- [STATED TASK]: Continue the passage on judicial review of staff promotion decisions from where it stops.

- [SUPPLIED TEXT]:
_____

In that regard, an error is manifest where it is easily recognisable and can be readily detected, in the light of the criteria to which the legislature intended promotion decisions to be subject. Consequently, in order to establish that the administration committed a manifest error in assessing the facts such as to justify the annulment of a decision, the evidence, which it is for the applicant to adduce, must be sufficient to make the findings of the administration implausible. In other words, a plea alleging a manifest error must be rejected if, despite the evidence adduced by the applicant, the contested assessment may still be accepted as true or valid.

(see paras 61, 62)

See:

Judgments in AC v Council, F‑9/10, EU:F:2011:160, paras 22 to 24, and Nieminen v Council, EU:F:2014:50, para. 59

7.      According to the principle laid down in Article 5 of the Staff Regulations that the duties must be equivalent to the grade, officials and other staff in the same grade are supposed to hold posts involving equivalent responsibilities. Consequently, when considering the comparative merits of officials eligible for promotion, the administration must take account of the level of responsibilities exercised by such an official where they exceed those normally conferred on an official in his grade.

_____

- [EXTRACTED INFORMATION]:
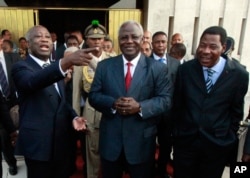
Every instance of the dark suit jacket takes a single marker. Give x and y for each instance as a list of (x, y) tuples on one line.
[(5, 119), (45, 119), (10, 59), (215, 115), (134, 134), (247, 142)]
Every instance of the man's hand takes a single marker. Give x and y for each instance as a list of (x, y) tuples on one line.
[(79, 124), (126, 106), (81, 57), (13, 138), (245, 158)]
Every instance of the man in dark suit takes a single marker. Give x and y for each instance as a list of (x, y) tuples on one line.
[(7, 60), (7, 124), (131, 91), (246, 151), (208, 106), (164, 135), (45, 116)]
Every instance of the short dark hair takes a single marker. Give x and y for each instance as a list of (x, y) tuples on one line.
[(4, 31), (21, 38), (72, 37), (159, 33), (216, 30), (9, 42), (180, 48)]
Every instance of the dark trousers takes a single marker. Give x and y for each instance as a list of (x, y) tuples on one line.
[(200, 158), (115, 169), (7, 148), (48, 169), (165, 141)]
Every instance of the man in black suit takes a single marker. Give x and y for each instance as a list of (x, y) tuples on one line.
[(131, 103), (208, 106), (45, 116), (7, 60), (159, 43), (7, 124), (246, 151)]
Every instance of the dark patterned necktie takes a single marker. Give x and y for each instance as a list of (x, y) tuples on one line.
[(209, 82), (128, 76), (3, 81)]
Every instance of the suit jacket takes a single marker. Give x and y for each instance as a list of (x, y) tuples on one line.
[(214, 115), (82, 80), (134, 134), (45, 117), (247, 143), (5, 119), (10, 59)]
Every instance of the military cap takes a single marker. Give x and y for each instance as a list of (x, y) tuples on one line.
[(95, 30)]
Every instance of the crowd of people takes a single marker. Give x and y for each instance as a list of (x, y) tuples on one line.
[(122, 108)]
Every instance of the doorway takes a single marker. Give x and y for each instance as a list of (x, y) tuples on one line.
[(61, 21)]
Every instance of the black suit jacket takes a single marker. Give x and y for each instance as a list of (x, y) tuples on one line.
[(5, 119), (215, 115), (45, 118), (10, 59)]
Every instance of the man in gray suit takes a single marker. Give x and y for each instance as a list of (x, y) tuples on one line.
[(164, 135), (131, 91), (208, 106)]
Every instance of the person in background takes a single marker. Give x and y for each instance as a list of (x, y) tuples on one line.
[(7, 46), (177, 38), (178, 51), (164, 132), (208, 106), (82, 81), (23, 48), (7, 124), (131, 91), (147, 36), (6, 35), (8, 89), (56, 45), (146, 48), (45, 116), (108, 46)]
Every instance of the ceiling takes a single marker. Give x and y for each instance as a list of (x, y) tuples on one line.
[(61, 3)]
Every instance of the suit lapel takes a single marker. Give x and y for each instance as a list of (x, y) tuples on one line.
[(138, 74), (225, 75), (118, 74), (198, 76)]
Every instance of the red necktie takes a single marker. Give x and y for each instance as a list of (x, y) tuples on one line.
[(128, 77)]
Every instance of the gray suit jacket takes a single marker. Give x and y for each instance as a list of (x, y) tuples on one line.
[(134, 134)]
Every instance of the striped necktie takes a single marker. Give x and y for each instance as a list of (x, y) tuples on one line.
[(209, 82), (3, 82)]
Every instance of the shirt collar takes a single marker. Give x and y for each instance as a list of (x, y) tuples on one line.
[(158, 57), (218, 66), (133, 61), (39, 61)]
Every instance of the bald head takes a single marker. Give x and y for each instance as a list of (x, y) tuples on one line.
[(147, 36)]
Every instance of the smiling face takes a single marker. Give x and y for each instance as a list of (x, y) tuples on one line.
[(40, 42), (209, 50), (130, 39)]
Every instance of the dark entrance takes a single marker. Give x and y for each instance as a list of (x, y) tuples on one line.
[(61, 21)]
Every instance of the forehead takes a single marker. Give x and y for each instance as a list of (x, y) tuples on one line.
[(210, 38), (160, 37), (130, 28)]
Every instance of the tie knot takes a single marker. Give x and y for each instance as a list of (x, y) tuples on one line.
[(129, 64), (210, 72), (161, 60), (45, 65)]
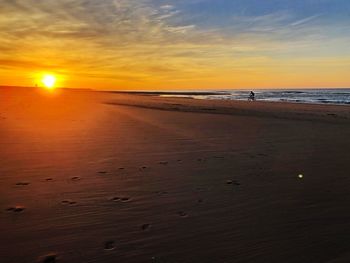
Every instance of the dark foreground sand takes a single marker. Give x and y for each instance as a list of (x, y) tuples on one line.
[(101, 177)]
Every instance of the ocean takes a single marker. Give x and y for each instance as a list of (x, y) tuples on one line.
[(315, 96)]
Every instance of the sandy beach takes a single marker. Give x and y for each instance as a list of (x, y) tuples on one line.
[(91, 176)]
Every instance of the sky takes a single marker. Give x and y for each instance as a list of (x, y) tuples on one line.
[(180, 44)]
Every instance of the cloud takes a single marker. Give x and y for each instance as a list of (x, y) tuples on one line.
[(305, 20), (140, 40)]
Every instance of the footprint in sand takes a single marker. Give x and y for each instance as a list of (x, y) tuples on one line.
[(76, 178), (182, 214), (145, 227), (120, 199), (233, 182), (125, 199), (162, 192), (49, 258), (22, 183), (16, 209), (109, 245), (68, 202)]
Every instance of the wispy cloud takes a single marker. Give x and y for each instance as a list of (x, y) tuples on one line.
[(157, 41)]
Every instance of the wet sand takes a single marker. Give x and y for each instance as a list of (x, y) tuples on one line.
[(100, 177)]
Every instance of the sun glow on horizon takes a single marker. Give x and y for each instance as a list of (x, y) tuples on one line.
[(49, 81)]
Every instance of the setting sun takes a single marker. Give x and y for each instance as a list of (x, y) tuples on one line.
[(49, 81)]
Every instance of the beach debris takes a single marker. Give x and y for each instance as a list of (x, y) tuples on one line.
[(109, 245), (22, 183), (49, 258)]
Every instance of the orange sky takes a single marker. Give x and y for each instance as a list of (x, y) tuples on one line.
[(147, 45)]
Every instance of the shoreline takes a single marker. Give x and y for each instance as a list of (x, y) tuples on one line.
[(101, 177)]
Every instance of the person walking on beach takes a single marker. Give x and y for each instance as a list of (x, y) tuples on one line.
[(251, 96)]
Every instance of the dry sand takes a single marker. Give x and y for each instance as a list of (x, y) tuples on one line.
[(101, 177)]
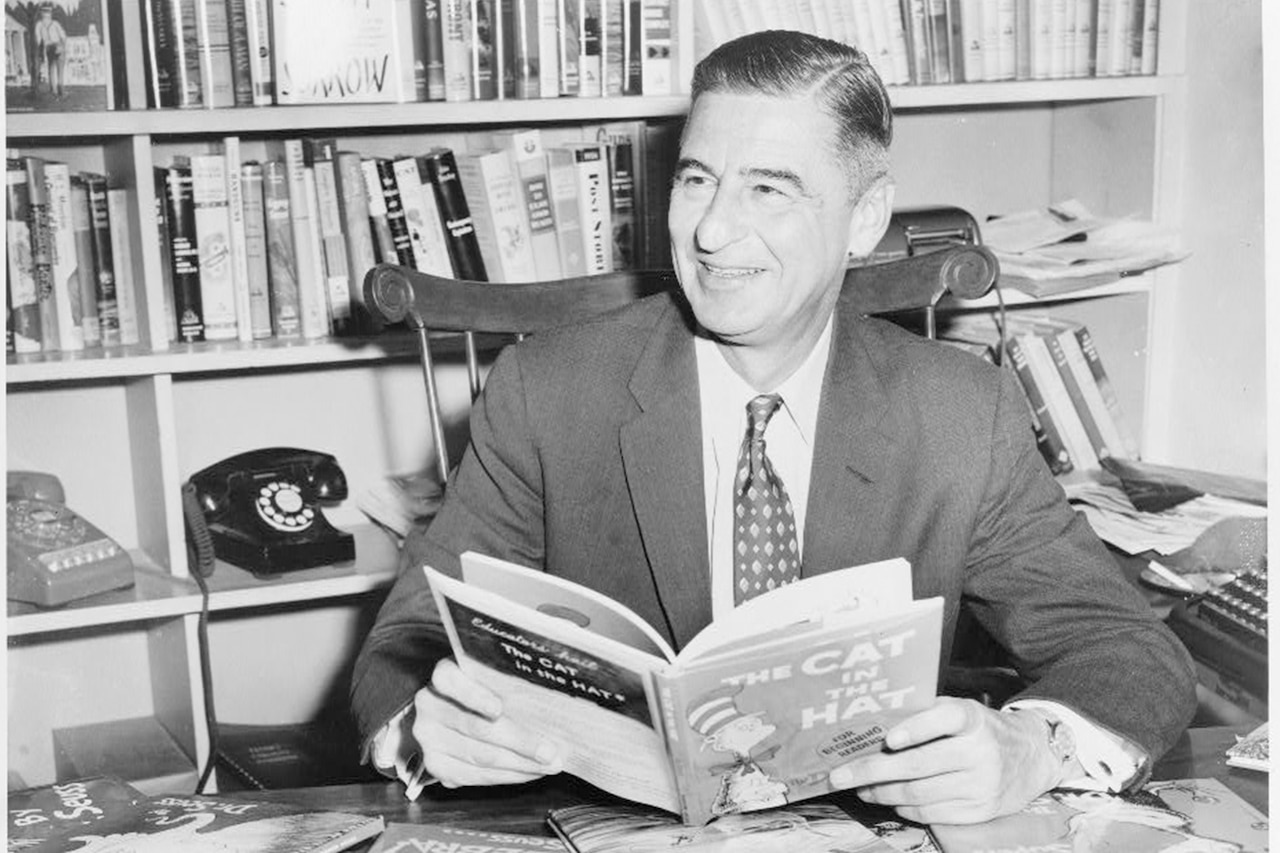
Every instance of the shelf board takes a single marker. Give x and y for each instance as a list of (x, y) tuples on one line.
[(307, 118), (156, 594)]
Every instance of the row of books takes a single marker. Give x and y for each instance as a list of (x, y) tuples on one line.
[(69, 269), (252, 53), (1075, 413), (961, 41), (279, 247)]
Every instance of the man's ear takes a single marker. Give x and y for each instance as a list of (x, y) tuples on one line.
[(871, 218)]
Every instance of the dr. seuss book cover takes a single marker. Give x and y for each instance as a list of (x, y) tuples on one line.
[(754, 712), (1171, 816), (200, 824), (58, 56)]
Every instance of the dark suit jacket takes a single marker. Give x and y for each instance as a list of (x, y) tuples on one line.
[(585, 459)]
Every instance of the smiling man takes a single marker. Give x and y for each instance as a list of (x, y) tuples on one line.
[(621, 454)]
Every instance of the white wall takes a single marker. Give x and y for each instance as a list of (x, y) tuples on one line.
[(1219, 415)]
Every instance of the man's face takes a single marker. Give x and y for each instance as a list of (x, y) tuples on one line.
[(762, 218)]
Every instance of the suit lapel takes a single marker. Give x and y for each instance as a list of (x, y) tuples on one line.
[(853, 448), (663, 463)]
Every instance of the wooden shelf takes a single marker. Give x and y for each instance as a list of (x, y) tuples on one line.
[(307, 118)]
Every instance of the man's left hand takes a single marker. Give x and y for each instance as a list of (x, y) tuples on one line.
[(956, 762)]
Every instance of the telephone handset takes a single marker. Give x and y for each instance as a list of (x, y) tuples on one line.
[(53, 555), (261, 509)]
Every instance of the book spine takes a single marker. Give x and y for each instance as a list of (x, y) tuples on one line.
[(456, 23), (485, 49), (122, 256), (23, 293), (361, 254), (593, 200), (256, 254), (333, 243), (433, 48), (179, 214), (257, 22), (562, 181), (566, 40), (1089, 351), (383, 237), (104, 260), (213, 236), (242, 71), (1047, 436), (590, 67), (286, 311), (312, 302), (85, 276), (421, 219), (67, 288), (236, 237), (456, 211)]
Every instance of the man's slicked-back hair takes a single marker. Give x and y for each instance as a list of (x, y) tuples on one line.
[(784, 63)]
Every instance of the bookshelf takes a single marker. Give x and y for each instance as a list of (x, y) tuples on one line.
[(126, 427)]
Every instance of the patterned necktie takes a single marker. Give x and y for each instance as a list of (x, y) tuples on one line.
[(766, 550)]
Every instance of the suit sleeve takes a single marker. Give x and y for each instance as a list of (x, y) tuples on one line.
[(493, 505), (1047, 589)]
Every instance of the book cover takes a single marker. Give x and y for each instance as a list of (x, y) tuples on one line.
[(333, 242), (754, 711), (58, 56), (525, 149), (361, 251), (419, 838), (104, 259), (40, 816), (23, 295), (442, 168), (456, 23), (282, 272), (122, 255), (804, 828), (423, 222), (562, 183), (85, 274), (213, 238), (68, 301), (176, 822), (256, 251), (498, 211), (330, 51), (41, 231), (1174, 815)]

_____

- [TASK ANSWER]:
(see para. 66)

See:

Judgment in Merhzaoui v Council, F‑18/09, EU:F:2011:180, para. 59

8.      Although the appointing authority is not obliged to give reasons for its promotion decisions to candidates who have not been promoted, it is, however, obliged to state the reasons for its decision rejecting a complaint lodged by a candidate who has not been promoted against the decision not to promote him, the statement of reasons for that rejection being deemed to be the same as the statement of reasons for the decision against which the complaint was directed.

In that connection, the adequacy of the statement of reasons is to be assessed in the light of the fundamental elements of the arguments to which the institution replies. Since promotions are made by selection among the officials concerned, in accordance with Article 45 of the Staff Regulations, it is enough that the reasons given for the rejection of the complaint relate to the application of the conditions governing promotion laid down by law and the Staff Regulations to the official’s individual situation.

Moreover, provided that an initial statement of reasons has been provided by the appointing authority, further explanations may be provided in the course of the proceedings before the Tribunal.

(see paras 79, 80, 83)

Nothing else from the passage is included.